## [EXERCISE AIM]
Please render each line of the items below as a JSON list of strings, one string per line, omitting blank lines and leaving out the pictures.

## [EXTRACTED ENTRIES]
****

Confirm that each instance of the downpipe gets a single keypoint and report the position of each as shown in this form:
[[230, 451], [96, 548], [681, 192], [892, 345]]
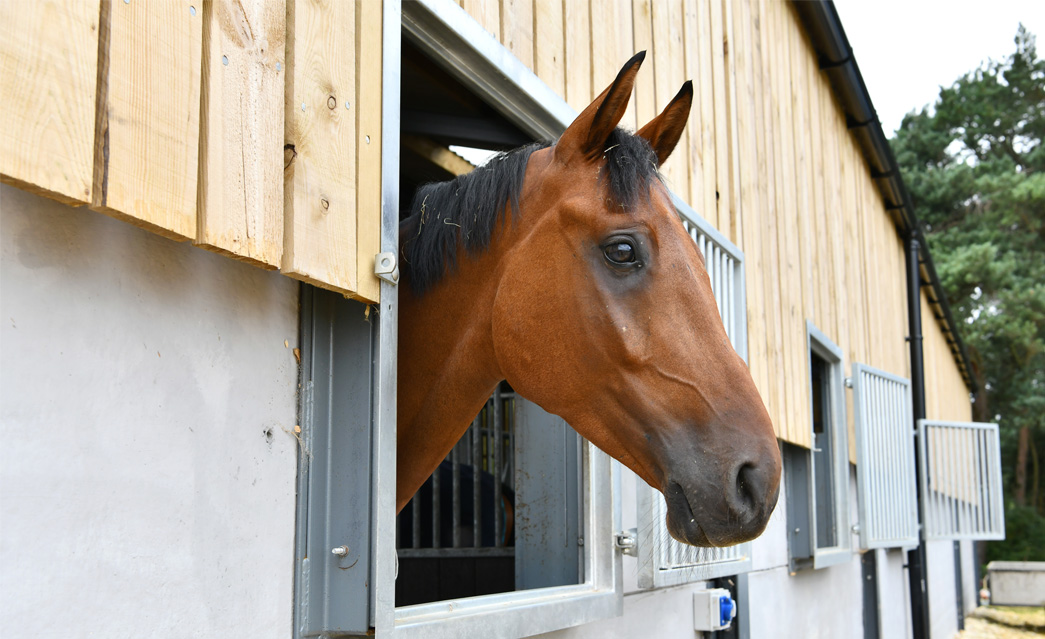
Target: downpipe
[[916, 564]]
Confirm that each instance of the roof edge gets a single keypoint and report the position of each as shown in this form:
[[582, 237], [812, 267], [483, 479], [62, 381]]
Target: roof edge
[[836, 61]]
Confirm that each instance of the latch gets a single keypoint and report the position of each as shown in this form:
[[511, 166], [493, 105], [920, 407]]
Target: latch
[[627, 542], [387, 268]]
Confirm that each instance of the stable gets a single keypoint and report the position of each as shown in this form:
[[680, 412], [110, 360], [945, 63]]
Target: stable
[[203, 442]]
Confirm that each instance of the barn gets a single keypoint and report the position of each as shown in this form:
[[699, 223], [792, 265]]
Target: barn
[[199, 385]]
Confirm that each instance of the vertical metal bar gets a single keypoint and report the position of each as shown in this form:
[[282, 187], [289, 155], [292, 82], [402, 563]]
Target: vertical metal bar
[[477, 473], [456, 497], [495, 469], [384, 512], [415, 510], [436, 509]]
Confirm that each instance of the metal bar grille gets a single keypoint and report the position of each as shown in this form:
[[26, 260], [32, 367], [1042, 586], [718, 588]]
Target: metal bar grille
[[960, 480], [885, 459], [662, 560], [460, 510]]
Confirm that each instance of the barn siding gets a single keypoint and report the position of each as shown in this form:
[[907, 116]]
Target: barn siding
[[767, 159], [107, 111]]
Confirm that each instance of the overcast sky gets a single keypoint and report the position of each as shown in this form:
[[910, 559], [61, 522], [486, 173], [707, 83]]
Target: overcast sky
[[907, 49]]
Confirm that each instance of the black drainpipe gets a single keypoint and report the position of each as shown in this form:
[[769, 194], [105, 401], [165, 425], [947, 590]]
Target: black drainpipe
[[825, 30], [916, 563]]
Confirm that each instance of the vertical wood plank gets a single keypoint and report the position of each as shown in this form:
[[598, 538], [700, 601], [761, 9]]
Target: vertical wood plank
[[642, 28], [147, 127], [517, 29], [624, 45], [319, 197], [799, 112], [667, 73], [693, 136], [723, 191], [706, 94], [48, 78], [750, 205], [368, 113], [779, 396], [822, 302], [487, 13], [550, 44], [796, 351], [732, 107], [605, 40], [240, 198], [835, 213], [578, 59]]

****

## [FULL SOLUTION]
[
  "Confirm that each instance of the downpipe gets a single keypoint and report the position of each as shown in this form:",
  "[[230, 451], [96, 548], [681, 192], [892, 345]]",
  "Target: downpipe",
  "[[916, 564]]",
  "Confirm that each instance of the roof edge gets a single keypoint and report the position of each as shown in this form:",
  "[[582, 237], [812, 267], [483, 479], [62, 381]]",
  "Target: roof edge",
  "[[836, 61]]",
  "Confirm that each instance of the latch gets a single keypoint and report the position of each as shown in this form:",
  "[[511, 166], [493, 105], [920, 407]]",
  "Target: latch",
  "[[627, 542], [387, 268]]",
  "Confirm that each instance of the stable gets a single keypoint and report the position of each as shown in this form:",
  "[[680, 412], [110, 360], [945, 63]]",
  "Target: stable",
  "[[203, 442]]",
  "Confirm that each instance of the barn gets a single keypoint and report the position of each as shown in this form:",
  "[[699, 223], [792, 265]]",
  "Target: barn",
  "[[199, 385]]",
  "Confirm that each instance of the vertical metal bar gets a single keypoint and report the position of each as shown in this form:",
  "[[282, 187], [289, 155], [292, 82], [402, 563]]",
  "Target: vertical metal bar",
  "[[477, 473], [456, 497], [495, 469], [384, 512], [415, 510], [436, 509]]",
  "Confirm that each instance of the metal bar grille gets a single keypoint and report the position of each as shown in this form:",
  "[[26, 260], [32, 367], [1042, 586], [718, 588]]",
  "Target: metal bar grille",
  "[[960, 480], [885, 459], [662, 560], [460, 510]]",
  "Confirm that each instance of the barn siding gets a single keypoint and report the position of each as shown in this form:",
  "[[907, 116]]",
  "Target: barn siding",
  "[[767, 159], [107, 111]]",
  "Confirm that each instance of the overcast sky gets a single keypoint and report the position of each as shown in this form:",
  "[[910, 559], [61, 522], [486, 173], [707, 83]]",
  "Target: overcast sky",
  "[[907, 49]]",
  "Confirm that each instance of the black drainpipe gets a single keypoint and report the position of each as shown in this form:",
  "[[769, 194], [105, 401], [165, 425], [947, 590]]",
  "Target: black drainpipe",
  "[[825, 30], [916, 563]]",
  "Confirm that each instance of the vertical wood plank gets a single keypoint and report the position of each as shown in this form:",
  "[[598, 538], [700, 601], [761, 9]]",
  "Target: vertical wood plank",
  "[[642, 28], [147, 127], [517, 29], [624, 45], [319, 197], [799, 112], [667, 73], [693, 136], [723, 191], [706, 94], [48, 78], [750, 205], [368, 113], [779, 396], [822, 302], [487, 13], [550, 44], [796, 351], [732, 107], [605, 40], [240, 198], [835, 213], [578, 59]]"
]